→ **PAGE EXTRACT**

# Stotts Dovetail Template



## Kelly Rittgers (Aug 6, 2010)

Has anyone tried a Stots Dovetail Template Master? It looks quite interesting.

Thanks

KR


----------



## LinuxRandal (Mar 11, 2011)

I was/am interested, but a couple of things:

One, I was hoping to share it with my father, but the license agreement seems to eliminate that (neither one of us would use it enough to justify one by ourselves).

Two, I have searched here, and read reviews, and it seems to get shot down somewhat, as a (paraphrased) kit to make a dovetail jig, and it requires certain bits.


----------



## Kelly Rittgers (Aug 6, 2010)

I watched a bunch of videos on it. Doesn't seem bad for 85.00 which is what I think it sells for with bits. I am sure the videos make it look easier than it really is. I think it comes with a money back guarantee. Could be wrong.

KR


----------



## Twill57 (Jun 8, 2009)

I think it is worth the small investment. Once the template is made, set-up is very easy and accurate. Works well from drawers to blanket chests.

→ **DATA SHOWN**
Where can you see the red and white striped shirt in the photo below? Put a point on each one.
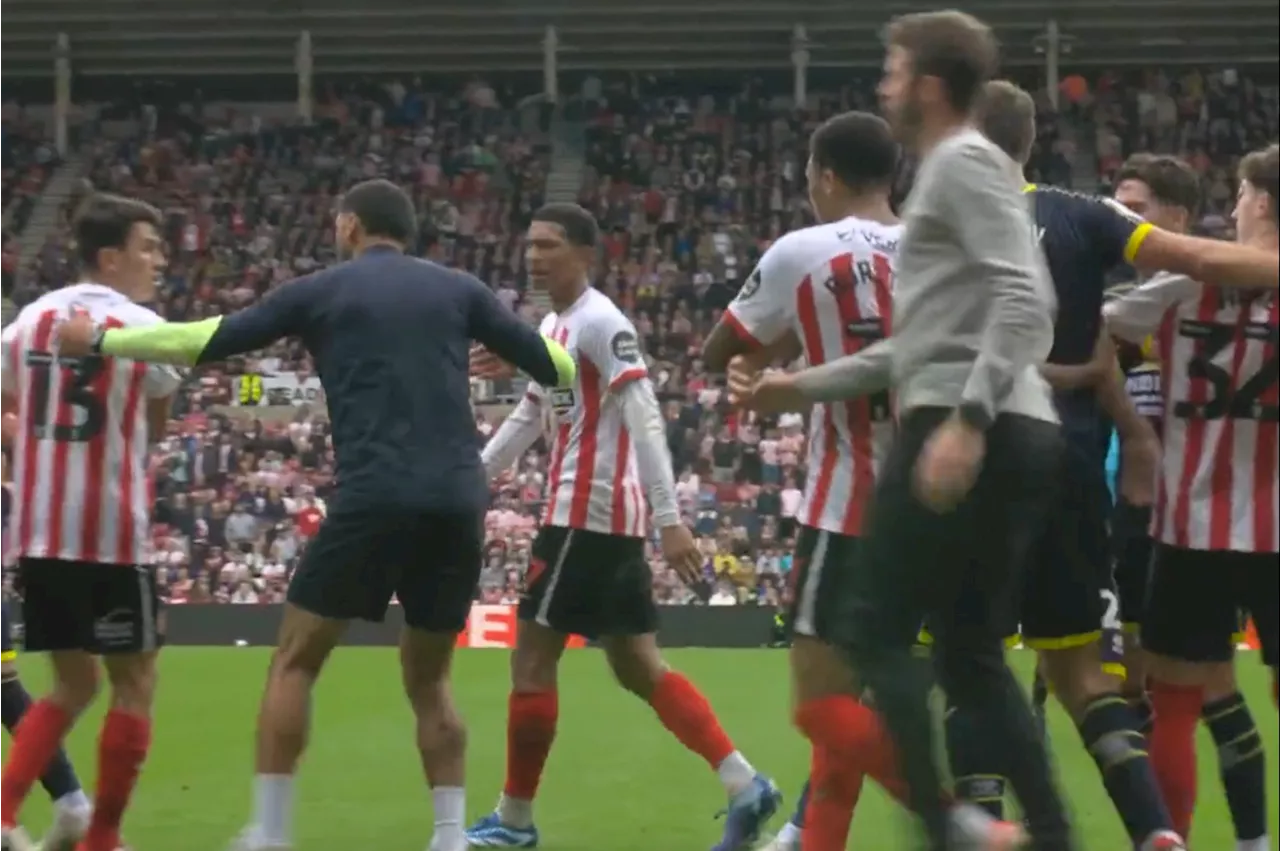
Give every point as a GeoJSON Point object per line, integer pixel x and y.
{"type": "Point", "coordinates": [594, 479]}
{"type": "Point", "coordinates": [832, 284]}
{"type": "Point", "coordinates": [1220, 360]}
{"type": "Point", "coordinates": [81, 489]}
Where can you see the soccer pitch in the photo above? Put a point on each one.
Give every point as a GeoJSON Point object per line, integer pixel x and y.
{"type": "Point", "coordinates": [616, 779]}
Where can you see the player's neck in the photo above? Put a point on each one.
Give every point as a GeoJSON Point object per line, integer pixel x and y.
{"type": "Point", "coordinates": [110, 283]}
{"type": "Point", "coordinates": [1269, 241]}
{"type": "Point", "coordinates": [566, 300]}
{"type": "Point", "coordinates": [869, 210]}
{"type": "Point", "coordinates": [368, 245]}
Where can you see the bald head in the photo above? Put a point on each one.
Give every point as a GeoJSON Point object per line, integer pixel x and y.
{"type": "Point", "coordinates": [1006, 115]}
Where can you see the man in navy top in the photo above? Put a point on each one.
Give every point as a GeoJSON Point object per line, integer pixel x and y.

→ **JOB 1**
List each distinct username that posts in the dovetail template thread.
→ **JOB 2**
Write the next part of the dovetail template thread, starting right after its final sentence.
The data was drawn from a different source than the dovetail template thread.

→ **TASK RESULT 1**
Kelly Rittgers, LinuxRandal, Twill57

→ **TASK RESULT 2**
----------



## Quillman (Aug 16, 2010)

Thinkin' the system requires 3/4" MDF as the templet material. (Thinner stock is too flexible). A strange one for me, unless there have been changes since I last studied.
Appreciate, that way & dovetail bits are already working beyond their safe engineering limits (extreme narrow neck, skinny shanks and long flute fragility) so to make them work with a 3/4" thick templet, (demanding more cutter extension), just doesn't make sense to this novice.


----------



## LinuxRandal (Mar 11, 2011)

Quillman said:


> Thinkin' the system requires 3/4" MDF as the templet material. (Thinner stock is too flexible). A strange one for me, unless there have been changes since I last studied.
> Appreciate, that way & dovetail bits are already working beyond their safe engineering limits (extreme narrow neck, skinny shanks and long flute fragility) so to make them work with a 3/4" thick templet, (demanding more cutter extension), just doesn't make sense to this novice.


That is something else I wondered about. If one uses something other then MDF (some plastics), couldn't one make one thinner? 

Even if 3/4" I would be tempted to use plastic that might last longer then MDF.


----------



## bobj3 (Jan 17, 2006)

Hi 

I have the Stotts jig, it's not to bad, you don't need to made a new dovetail jig to use it, it's just a way to keep the master jig like new or if you want to make a longer jig.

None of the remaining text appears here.